Copy every record word for word.
* Begin *
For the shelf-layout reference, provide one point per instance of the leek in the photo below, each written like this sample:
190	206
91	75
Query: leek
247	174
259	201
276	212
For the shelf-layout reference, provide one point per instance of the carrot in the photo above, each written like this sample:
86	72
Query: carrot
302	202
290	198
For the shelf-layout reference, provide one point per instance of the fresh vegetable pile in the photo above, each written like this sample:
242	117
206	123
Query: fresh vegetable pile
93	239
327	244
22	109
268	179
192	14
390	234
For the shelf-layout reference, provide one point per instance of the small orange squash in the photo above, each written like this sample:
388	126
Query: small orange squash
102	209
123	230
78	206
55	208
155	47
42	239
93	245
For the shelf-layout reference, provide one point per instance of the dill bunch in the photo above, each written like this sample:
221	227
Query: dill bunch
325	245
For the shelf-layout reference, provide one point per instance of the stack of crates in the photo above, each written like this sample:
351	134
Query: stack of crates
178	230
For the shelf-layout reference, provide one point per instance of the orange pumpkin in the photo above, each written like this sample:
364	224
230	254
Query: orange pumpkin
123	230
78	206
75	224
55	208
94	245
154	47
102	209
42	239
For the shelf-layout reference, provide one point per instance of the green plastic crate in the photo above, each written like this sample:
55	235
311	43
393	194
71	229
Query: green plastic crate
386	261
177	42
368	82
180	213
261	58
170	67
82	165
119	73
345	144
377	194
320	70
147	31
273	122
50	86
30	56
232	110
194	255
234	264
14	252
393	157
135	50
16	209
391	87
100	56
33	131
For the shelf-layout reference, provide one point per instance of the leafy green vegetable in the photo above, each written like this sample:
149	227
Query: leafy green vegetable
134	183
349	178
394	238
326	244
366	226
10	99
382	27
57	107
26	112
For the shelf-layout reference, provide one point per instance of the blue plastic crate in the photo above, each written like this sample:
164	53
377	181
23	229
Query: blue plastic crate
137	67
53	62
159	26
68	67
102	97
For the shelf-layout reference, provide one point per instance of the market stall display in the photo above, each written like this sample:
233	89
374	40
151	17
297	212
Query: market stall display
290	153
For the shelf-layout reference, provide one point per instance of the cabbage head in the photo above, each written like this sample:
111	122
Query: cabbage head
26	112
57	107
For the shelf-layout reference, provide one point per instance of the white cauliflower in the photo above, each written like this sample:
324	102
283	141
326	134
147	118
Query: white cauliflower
* End *
- **RESPONSE TO THIS EXERCISE**:
For the shelf-layout reference, provide one point per instance of the leek in the photo below, each written like this sample:
190	206
91	75
Query: leek
247	174
259	201
276	212
For the shelf-layout reference, provide one point per instance of the carrot in the photo above, each written like this sample:
86	72
Query: carrot
302	202
290	198
For the shelf-layout reference, provide one point per instance of the fresh vegetable pile in the photo above, each written like this sample:
242	117
206	123
Query: fresh vegetable pile
93	239
327	244
22	109
268	179
192	14
390	234
For the shelf-layout reference, provide one point per instance of the small orange squash in the photo above, each written like this sample:
388	126
Query: small orange squash
102	209
123	230
78	206
55	208
155	47
42	239
93	245
For the shelf-layout reference, provide one point per instance of the dill bunch in the photo above, each written like this sample:
221	227
Query: dill bunch
325	245
For the shelf-layout reference, provide one point per instance of the stack of crates in the photo above, each written like this sample:
351	134
Query: stack of crates
178	230
For the shelf-layout reference, provide one point per instance of the orange pumpkin in the photo above, each written like this sample:
364	224
230	254
Query: orange pumpkin
123	230
78	206
75	224
55	208
94	245
154	47
102	209
42	239
For the shelf-layout reference, provide one point per instance of the green plastic crate in the photo above, each written like this sample:
55	235
311	43
393	194
71	229
Query: green plastic crate
386	261
177	42
368	82
180	213
261	58
170	67
82	165
119	73
345	144
377	194
320	70
147	31
273	122
50	86
30	56
232	110
194	255
234	264
14	252
393	157
135	50
16	209
391	87
100	56
33	131
For the shelf-layout reference, provide one point per instance of the leafy green vegetable in the photo above, each written like this sample:
149	227
Query: leafy green vegetable
134	183
349	178
394	238
326	244
366	226
10	99
382	27
57	107
26	112
For the shelf-layout reference, provide one point per instance of the blue plastic crate in the photo above, each written like this sample:
164	53
377	181
23	229
Query: blue plastic crate
137	67
53	62
159	26
68	67
102	97
For the shelf-layout reference, provide one point per instance of the market stall display in the photo above, each written like this sample:
233	89
374	40
151	17
297	212
Query: market stall display
290	153
For the shelf-layout reference, provide one point per instance of the cabbage head in the photo above, each written like this sample:
111	122
Query: cabbage head
26	112
57	107
For the shelf-layout reference, provide one point per instance of the white cauliflower in the photo above, each written like this sample:
324	102
283	141
326	134
147	118
Query: white cauliflower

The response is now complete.